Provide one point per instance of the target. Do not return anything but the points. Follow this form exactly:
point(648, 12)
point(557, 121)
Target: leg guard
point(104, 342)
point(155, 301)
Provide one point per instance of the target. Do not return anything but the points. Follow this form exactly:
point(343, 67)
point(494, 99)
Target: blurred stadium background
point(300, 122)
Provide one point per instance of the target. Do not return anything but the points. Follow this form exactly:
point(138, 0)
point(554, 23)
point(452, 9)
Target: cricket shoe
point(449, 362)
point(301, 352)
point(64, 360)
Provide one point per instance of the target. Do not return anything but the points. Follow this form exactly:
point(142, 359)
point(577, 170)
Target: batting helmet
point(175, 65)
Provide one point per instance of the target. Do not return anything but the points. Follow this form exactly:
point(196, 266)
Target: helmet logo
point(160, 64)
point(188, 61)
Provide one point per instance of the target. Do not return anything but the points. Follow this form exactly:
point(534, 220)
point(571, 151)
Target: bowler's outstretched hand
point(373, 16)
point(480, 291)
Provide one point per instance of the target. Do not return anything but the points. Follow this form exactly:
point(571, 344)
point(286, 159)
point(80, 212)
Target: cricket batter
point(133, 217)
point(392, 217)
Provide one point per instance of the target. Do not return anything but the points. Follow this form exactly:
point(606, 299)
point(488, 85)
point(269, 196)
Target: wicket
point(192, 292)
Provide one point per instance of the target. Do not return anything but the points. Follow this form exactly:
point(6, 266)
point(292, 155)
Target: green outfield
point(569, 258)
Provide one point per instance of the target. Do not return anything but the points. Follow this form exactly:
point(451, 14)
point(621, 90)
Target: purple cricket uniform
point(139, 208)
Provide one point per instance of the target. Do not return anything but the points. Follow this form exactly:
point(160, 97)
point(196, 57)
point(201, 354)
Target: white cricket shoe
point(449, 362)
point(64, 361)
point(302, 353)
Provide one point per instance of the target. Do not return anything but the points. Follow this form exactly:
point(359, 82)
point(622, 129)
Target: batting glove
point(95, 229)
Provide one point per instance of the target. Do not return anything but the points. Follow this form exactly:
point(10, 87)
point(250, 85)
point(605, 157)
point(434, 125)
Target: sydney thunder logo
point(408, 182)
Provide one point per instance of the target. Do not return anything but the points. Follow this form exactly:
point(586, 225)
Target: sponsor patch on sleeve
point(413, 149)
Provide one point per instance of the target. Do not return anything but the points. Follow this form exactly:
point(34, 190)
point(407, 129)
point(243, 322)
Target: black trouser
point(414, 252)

+-------+

▶ [WRITTEN INSTRUCTION] Repeat all of the records above verbatim, from the first line to the last, without changing a single character.

▶ [RESULT FOR THIS EXERCISE]
Provide one point per instance of the target. Do not return anything but the points. Follow this form exactly:
point(648, 12)
point(557, 121)
Target: leg guard
point(104, 342)
point(155, 301)
Provide one point per instance of the target. Do not return anything but the points. Follow this form exactly:
point(343, 67)
point(494, 99)
Target: blurred stadium background
point(300, 122)
Provide one point per instance of the target. Do not return anything but the points. Follow this form exactly:
point(138, 0)
point(554, 23)
point(452, 9)
Target: cricket shoe
point(449, 362)
point(301, 352)
point(64, 360)
Provide one point per instance of the target. Do not return anything but the points. Follow this form exactly:
point(142, 359)
point(577, 170)
Target: batting helmet
point(175, 65)
Provide one point per instance of the target. Do not return anything but the points. Follow this form exactly:
point(196, 266)
Target: helmet logo
point(160, 64)
point(188, 61)
Provide one point per instance of the target. Do not return anything but the points. Follow this form exactly:
point(534, 220)
point(571, 151)
Target: bowler's outstretched hand
point(373, 16)
point(480, 291)
Provide one point per instance of the target. Do not return anything but the points. Follow this form exactly:
point(571, 344)
point(286, 159)
point(80, 212)
Target: cricket batter
point(133, 217)
point(392, 217)
Provide one point per instance of the target. Do not return anything but the points. Follow this form exactly:
point(606, 299)
point(488, 85)
point(269, 196)
Target: wicket
point(192, 292)
Provide one point per instance of the target. Do not return anything but the points. Follow this form exactly:
point(6, 266)
point(292, 155)
Target: green outfield
point(569, 258)
Provide one point per instance of the target. Do not return anything but the points. Follow this form exactly:
point(451, 14)
point(621, 90)
Target: purple cricket uniform
point(139, 208)
Provide one point per instance of the target. Do not return anything but the points. Follow this form exactly:
point(160, 97)
point(196, 57)
point(201, 354)
Target: white cricket shoe
point(449, 362)
point(64, 361)
point(302, 353)
Provide one point per instance of the target. Do not return anything but the points. Follow this form exactly:
point(359, 82)
point(622, 129)
Target: batting glove
point(95, 229)
Provide one point per instance of the target. Do not return anything but the points. Follow this form exactly:
point(10, 87)
point(250, 85)
point(605, 157)
point(434, 125)
Target: sydney thunder logo
point(408, 182)
Provide one point per instance of the target. Do not return anything but the points. Follow this form exactly:
point(586, 225)
Target: sponsor patch on sleeve
point(413, 149)
Provide one point per instance of the target. Do not return anything but the points. Follow this form exactly:
point(34, 190)
point(407, 129)
point(243, 322)
Target: black trouser
point(414, 252)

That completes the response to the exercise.